▸ Request
Reproduce the data starting at the line containing "Target: tartan kilt" and ending at the line containing "(199, 1049)", swapping "Wanted" for "Needed" and leaving everything else unchanged. Give only those lines.

▸ Available data
◇ ◇ ◇

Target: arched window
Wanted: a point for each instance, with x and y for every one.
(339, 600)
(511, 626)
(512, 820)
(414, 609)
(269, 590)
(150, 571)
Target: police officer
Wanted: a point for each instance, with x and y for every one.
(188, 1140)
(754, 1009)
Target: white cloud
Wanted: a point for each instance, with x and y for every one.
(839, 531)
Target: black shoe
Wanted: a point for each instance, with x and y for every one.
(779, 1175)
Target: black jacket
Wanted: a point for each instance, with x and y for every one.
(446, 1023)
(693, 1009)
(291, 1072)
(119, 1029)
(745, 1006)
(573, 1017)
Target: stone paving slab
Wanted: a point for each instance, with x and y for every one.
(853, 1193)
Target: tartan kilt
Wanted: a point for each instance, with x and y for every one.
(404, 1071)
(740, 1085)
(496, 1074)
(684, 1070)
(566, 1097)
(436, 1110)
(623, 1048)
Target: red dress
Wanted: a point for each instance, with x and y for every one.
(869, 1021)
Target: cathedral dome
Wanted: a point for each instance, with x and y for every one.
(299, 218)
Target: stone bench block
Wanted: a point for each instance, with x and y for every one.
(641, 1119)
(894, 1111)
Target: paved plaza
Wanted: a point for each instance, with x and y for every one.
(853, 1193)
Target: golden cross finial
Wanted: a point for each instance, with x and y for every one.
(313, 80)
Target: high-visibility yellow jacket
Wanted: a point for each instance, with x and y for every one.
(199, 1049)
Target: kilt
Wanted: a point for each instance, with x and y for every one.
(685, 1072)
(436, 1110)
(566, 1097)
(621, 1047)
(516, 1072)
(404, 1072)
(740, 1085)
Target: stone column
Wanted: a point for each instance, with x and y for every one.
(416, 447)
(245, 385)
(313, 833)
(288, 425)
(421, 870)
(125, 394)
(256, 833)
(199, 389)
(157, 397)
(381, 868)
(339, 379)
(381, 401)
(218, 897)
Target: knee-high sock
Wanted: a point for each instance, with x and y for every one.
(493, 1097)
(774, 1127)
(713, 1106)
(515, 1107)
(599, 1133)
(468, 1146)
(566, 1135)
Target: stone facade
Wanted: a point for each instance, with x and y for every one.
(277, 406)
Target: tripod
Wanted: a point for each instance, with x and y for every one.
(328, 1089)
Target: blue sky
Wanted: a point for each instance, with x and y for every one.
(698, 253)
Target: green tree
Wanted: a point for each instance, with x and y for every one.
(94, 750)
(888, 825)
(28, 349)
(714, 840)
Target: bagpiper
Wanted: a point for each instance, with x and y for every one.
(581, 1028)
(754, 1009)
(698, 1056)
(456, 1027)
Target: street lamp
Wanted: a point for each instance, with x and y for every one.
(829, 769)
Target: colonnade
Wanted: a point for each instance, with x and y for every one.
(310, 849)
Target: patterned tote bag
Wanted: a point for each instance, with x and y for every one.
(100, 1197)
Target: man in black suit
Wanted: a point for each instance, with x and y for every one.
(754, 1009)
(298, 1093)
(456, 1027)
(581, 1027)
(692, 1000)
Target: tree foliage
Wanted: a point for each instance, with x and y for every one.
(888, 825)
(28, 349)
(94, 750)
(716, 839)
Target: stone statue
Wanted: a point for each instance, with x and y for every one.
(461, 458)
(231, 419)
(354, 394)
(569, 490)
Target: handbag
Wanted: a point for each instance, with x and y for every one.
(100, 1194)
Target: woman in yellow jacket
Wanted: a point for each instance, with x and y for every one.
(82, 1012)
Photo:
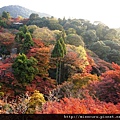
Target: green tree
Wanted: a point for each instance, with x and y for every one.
(28, 43)
(74, 39)
(24, 69)
(58, 52)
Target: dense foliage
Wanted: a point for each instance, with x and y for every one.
(52, 66)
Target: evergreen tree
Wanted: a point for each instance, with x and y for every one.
(24, 69)
(58, 52)
(28, 43)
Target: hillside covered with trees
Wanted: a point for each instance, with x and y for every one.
(58, 66)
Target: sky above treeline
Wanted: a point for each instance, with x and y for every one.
(106, 11)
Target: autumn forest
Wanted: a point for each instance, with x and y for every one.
(58, 66)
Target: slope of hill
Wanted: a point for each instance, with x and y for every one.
(16, 10)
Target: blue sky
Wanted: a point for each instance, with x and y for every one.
(106, 11)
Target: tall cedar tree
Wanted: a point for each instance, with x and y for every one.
(24, 69)
(28, 43)
(58, 52)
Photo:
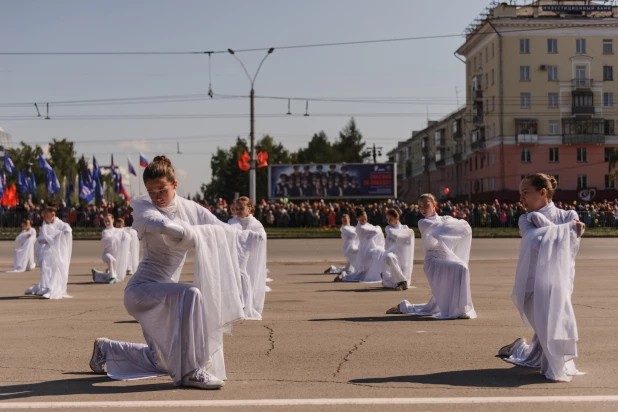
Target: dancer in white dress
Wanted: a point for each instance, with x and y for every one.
(368, 263)
(447, 244)
(242, 210)
(398, 254)
(24, 254)
(183, 324)
(544, 282)
(55, 246)
(134, 249)
(116, 247)
(349, 248)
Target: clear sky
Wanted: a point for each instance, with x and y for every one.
(424, 72)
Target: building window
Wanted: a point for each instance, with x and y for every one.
(554, 154)
(554, 127)
(608, 99)
(608, 153)
(608, 73)
(524, 100)
(608, 46)
(608, 127)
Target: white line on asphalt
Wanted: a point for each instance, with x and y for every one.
(309, 402)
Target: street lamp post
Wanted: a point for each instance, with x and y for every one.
(252, 162)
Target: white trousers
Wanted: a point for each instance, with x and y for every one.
(104, 277)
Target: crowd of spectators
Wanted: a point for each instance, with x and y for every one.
(327, 214)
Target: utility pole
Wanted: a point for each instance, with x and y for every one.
(252, 162)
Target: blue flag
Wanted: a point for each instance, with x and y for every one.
(8, 164)
(32, 185)
(96, 172)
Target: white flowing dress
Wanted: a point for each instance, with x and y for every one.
(248, 289)
(447, 244)
(116, 249)
(398, 256)
(24, 253)
(370, 257)
(183, 324)
(55, 246)
(543, 289)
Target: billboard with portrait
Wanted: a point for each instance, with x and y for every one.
(330, 181)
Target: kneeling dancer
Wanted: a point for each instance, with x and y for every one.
(55, 246)
(544, 282)
(24, 254)
(183, 324)
(116, 250)
(447, 244)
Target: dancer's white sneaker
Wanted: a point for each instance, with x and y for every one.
(97, 362)
(202, 380)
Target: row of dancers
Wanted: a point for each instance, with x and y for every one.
(543, 281)
(183, 324)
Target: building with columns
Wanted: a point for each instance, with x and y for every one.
(540, 93)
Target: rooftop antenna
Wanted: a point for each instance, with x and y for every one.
(210, 93)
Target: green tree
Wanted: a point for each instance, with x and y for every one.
(319, 150)
(350, 145)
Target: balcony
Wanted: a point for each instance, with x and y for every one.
(527, 138)
(478, 145)
(583, 131)
(582, 103)
(581, 84)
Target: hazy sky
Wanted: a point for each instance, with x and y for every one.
(425, 72)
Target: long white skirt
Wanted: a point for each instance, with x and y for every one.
(450, 285)
(172, 319)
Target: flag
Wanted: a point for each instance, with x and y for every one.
(44, 164)
(21, 183)
(52, 183)
(32, 185)
(142, 160)
(8, 164)
(85, 192)
(131, 168)
(96, 172)
(99, 191)
(121, 190)
(70, 189)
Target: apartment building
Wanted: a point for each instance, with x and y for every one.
(540, 97)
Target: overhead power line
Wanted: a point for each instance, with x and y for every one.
(298, 46)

◇ ◇ ◇

▸ Completed exercise
Target: tartan kilt
Needed: a point for each instance, with x and y for every one.
(404, 1071)
(740, 1085)
(496, 1074)
(684, 1070)
(566, 1097)
(436, 1110)
(623, 1048)
Target: red dress
Needed: a point for each instance, with x and y for every one.
(869, 1021)
Target: cathedral dome
Needed: a point for each instance, with x and y for every one.
(299, 218)
Target: stone bench block
Needed: a point for each instance, with x and y for every one.
(641, 1119)
(894, 1111)
Target: paved plaza
Needed: a point for each instance, with x and y for every one.
(853, 1193)
Target: golden cross finial
Needed: a point for each instance, with x and y for every one.
(313, 80)
Target: high-visibility yellow jacket
Needed: a point for each instance, with x and y for every one.
(199, 1049)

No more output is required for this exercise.